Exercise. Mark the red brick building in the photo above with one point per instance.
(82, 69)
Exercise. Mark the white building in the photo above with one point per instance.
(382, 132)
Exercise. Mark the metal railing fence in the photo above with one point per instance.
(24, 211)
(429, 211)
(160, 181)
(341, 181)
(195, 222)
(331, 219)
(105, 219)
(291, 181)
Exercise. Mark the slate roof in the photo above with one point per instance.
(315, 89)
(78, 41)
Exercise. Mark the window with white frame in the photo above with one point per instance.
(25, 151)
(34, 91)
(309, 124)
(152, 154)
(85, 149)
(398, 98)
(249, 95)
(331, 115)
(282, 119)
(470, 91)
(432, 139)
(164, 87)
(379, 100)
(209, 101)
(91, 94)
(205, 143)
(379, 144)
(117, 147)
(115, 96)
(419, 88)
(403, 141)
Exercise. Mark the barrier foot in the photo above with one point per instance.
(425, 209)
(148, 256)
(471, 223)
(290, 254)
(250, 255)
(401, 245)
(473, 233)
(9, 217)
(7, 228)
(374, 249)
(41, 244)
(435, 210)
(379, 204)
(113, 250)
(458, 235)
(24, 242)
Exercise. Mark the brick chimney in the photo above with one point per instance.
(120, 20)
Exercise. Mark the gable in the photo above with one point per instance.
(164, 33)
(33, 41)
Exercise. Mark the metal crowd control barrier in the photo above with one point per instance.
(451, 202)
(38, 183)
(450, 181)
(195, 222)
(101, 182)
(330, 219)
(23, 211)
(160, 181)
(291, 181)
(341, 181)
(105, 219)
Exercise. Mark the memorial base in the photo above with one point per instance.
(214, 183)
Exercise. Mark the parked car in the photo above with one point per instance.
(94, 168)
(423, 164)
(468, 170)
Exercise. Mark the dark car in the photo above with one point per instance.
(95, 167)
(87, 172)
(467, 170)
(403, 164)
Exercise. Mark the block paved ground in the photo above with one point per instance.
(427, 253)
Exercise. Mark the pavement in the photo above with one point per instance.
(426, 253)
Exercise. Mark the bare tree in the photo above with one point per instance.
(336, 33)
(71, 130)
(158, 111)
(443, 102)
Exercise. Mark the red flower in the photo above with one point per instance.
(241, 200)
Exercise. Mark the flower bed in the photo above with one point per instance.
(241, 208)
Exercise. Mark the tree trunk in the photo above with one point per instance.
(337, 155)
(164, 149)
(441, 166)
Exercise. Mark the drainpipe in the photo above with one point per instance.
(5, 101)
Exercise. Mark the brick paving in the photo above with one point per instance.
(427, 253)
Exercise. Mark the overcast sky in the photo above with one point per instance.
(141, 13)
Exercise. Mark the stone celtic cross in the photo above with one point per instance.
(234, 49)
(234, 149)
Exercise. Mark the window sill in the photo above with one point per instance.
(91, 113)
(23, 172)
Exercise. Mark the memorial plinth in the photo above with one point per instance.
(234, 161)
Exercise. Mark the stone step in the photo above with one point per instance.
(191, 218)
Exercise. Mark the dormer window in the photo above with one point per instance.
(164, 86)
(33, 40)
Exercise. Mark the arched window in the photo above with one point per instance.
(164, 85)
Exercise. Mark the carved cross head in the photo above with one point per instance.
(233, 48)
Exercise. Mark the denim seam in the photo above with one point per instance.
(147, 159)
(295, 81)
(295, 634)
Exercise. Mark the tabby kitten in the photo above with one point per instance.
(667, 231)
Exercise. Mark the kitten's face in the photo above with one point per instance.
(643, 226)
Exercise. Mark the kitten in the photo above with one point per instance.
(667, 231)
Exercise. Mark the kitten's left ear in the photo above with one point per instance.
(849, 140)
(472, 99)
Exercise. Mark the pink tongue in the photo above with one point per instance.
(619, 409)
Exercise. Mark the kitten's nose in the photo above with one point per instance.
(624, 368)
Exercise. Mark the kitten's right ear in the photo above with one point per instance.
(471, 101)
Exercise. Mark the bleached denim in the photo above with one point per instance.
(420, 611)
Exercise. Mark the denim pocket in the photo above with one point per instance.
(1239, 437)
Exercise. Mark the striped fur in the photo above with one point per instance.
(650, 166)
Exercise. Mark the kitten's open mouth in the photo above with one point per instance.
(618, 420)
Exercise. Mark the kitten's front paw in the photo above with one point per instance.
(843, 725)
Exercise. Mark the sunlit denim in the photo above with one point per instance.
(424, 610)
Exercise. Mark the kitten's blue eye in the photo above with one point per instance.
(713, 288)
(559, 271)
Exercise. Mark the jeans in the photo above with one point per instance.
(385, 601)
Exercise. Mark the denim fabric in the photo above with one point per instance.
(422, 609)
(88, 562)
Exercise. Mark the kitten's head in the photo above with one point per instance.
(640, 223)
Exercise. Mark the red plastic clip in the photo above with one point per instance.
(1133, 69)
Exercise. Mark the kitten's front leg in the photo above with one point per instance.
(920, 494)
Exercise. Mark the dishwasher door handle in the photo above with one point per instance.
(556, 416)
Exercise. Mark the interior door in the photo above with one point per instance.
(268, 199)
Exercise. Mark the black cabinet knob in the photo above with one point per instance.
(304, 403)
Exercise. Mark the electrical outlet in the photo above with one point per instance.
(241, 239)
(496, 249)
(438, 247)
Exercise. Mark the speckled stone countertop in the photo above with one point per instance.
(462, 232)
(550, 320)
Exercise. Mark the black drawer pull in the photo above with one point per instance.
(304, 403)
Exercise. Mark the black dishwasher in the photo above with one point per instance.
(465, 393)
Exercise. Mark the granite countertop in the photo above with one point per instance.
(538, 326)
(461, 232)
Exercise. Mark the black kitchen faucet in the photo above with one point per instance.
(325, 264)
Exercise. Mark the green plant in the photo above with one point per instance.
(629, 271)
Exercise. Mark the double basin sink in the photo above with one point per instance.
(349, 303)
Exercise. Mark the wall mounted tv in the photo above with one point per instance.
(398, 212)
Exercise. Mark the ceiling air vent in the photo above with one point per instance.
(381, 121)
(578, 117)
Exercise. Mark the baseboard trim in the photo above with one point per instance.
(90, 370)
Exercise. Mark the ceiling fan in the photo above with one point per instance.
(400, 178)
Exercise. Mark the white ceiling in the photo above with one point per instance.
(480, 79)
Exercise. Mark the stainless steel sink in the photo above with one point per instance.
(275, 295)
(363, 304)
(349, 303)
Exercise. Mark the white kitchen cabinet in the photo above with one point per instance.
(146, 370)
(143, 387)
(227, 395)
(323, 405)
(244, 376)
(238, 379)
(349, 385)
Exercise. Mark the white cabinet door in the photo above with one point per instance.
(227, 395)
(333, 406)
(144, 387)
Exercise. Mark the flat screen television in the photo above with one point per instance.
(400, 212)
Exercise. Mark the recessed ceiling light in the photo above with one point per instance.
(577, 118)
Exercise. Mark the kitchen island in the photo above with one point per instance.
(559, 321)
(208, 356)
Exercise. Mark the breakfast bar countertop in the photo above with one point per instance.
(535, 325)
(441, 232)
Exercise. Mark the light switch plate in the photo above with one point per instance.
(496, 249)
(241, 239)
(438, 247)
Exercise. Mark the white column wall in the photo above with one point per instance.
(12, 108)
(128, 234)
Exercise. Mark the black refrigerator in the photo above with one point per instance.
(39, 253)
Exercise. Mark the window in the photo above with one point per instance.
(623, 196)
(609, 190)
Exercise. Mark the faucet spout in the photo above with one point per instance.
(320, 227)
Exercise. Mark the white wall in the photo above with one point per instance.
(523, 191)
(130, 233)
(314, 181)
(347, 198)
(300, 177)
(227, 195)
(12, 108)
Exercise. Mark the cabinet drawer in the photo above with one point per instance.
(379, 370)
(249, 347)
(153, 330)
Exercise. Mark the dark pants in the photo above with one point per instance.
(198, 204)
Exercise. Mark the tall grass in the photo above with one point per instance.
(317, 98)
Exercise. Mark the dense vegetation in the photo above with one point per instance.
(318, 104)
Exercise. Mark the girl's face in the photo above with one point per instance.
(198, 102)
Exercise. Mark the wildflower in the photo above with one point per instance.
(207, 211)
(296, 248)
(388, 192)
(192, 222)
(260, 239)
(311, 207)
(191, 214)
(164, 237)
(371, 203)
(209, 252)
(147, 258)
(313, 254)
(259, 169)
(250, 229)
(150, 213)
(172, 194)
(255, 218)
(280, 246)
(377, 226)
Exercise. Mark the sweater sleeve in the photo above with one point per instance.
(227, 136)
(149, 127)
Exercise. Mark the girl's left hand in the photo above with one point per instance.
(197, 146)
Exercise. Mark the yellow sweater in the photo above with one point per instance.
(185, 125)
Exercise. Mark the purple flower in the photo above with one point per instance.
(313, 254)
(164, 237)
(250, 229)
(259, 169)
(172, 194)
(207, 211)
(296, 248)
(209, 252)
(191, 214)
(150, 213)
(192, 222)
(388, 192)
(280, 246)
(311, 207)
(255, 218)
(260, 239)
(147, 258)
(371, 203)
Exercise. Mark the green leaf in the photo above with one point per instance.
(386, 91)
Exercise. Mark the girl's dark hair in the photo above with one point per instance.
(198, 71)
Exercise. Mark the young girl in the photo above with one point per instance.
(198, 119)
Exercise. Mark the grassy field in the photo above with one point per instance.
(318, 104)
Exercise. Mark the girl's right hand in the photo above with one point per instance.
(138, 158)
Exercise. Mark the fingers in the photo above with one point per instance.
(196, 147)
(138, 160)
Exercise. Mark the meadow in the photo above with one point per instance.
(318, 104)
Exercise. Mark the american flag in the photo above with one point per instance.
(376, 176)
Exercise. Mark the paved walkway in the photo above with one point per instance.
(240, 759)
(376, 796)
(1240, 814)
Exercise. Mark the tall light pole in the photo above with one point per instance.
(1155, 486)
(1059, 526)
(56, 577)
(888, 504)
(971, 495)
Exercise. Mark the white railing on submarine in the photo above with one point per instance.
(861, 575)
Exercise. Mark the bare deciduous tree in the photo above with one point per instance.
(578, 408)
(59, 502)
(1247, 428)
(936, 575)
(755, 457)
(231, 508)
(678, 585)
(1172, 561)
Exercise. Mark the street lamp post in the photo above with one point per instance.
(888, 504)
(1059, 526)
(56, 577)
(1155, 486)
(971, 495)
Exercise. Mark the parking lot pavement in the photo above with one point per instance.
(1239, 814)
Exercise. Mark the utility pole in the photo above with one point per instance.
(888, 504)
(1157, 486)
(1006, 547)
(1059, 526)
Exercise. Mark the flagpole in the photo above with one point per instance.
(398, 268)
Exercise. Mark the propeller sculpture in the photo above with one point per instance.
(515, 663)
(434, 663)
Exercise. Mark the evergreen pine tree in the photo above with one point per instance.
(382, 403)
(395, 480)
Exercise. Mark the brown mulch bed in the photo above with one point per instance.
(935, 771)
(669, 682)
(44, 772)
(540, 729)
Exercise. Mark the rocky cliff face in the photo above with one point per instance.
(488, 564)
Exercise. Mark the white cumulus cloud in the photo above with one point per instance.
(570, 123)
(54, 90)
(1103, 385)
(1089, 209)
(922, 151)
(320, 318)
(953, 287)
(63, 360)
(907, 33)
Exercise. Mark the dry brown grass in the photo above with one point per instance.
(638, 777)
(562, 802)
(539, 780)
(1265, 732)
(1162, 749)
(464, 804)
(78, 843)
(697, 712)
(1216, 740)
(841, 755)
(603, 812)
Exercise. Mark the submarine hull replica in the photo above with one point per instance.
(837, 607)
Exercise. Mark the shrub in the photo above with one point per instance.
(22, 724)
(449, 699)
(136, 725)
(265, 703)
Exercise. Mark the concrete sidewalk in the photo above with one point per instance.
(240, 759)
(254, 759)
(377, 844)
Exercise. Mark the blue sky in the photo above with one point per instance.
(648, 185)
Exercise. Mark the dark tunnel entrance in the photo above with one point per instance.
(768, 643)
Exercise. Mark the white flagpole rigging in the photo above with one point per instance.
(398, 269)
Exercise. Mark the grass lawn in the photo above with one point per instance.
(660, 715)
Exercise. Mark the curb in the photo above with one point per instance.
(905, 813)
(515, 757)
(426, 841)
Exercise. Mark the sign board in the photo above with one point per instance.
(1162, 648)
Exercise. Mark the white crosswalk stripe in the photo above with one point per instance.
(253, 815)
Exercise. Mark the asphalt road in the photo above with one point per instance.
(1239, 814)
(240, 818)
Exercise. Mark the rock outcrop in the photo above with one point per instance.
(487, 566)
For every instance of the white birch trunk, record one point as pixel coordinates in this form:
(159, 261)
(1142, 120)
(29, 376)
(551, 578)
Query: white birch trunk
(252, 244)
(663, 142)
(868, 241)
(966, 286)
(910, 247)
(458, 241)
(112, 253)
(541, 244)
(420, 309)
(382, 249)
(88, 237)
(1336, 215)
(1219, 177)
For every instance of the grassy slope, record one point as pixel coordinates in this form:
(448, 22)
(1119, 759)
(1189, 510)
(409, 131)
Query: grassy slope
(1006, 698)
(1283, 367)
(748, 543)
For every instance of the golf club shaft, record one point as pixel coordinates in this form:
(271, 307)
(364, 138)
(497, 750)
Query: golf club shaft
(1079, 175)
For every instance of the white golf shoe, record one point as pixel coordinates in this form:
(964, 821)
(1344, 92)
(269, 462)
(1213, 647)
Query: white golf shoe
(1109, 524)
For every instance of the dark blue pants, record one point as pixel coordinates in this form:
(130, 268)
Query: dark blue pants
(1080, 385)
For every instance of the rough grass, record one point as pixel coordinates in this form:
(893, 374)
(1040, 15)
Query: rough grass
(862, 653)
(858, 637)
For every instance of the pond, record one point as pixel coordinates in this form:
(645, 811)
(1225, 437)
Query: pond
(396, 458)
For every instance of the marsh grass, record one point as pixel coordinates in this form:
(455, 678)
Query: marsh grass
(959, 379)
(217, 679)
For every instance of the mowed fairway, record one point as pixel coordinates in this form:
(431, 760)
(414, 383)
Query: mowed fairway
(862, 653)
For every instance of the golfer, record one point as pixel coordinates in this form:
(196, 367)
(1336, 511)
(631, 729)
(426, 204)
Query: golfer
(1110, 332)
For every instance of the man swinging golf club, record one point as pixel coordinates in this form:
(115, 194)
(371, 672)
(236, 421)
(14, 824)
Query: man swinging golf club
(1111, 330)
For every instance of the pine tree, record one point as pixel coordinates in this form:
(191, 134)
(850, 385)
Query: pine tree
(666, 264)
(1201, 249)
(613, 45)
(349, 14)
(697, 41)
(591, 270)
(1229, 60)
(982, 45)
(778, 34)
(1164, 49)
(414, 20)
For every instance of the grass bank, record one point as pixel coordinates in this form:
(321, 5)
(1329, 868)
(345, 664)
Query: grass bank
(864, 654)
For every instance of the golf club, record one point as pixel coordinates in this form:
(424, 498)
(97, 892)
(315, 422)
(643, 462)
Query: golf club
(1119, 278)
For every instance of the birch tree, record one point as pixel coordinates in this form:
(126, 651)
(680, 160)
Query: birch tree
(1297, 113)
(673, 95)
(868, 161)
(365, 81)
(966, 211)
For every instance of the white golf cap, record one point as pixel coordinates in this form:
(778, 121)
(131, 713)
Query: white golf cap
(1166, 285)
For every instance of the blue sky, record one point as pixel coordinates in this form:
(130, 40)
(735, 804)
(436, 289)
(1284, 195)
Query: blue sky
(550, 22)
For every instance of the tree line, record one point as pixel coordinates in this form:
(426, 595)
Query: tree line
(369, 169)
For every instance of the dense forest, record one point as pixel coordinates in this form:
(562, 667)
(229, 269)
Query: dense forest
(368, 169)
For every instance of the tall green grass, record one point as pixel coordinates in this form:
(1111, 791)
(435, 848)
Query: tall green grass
★ ★ ★ ★
Description of the task → Starting at the line in the records above that contains "For every instance of the dense", output every line up to and including the last one, with nothing added.

Answer section →
For every instance of the dense forest, record one point as pixel coordinates in this form:
(562, 667)
(229, 269)
Query: dense forest
(368, 169)
For every instance of the tall green grass, record one point as pixel coordinates in this form:
(1111, 791)
(435, 848)
Query: tall green grass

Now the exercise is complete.